(What you are asked to do)
Extract each line from the records below that contains the string "notebook". Case counts.

(Task input)
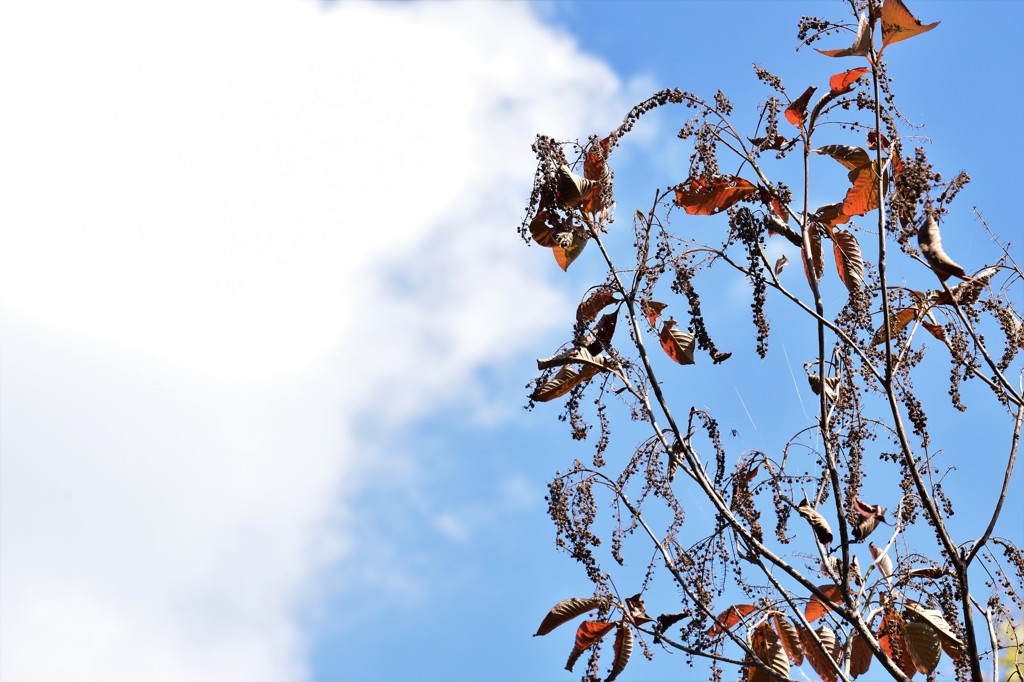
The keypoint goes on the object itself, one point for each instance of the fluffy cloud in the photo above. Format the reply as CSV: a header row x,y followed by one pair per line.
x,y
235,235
--
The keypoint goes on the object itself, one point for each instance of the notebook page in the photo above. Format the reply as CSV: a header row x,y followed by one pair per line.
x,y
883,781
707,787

(Expected answer)
The keypoint goes on the object itself, one point for each instance of the notebook page in the photo above. Format the reply as CSV: a header row x,y followed by one pair per line.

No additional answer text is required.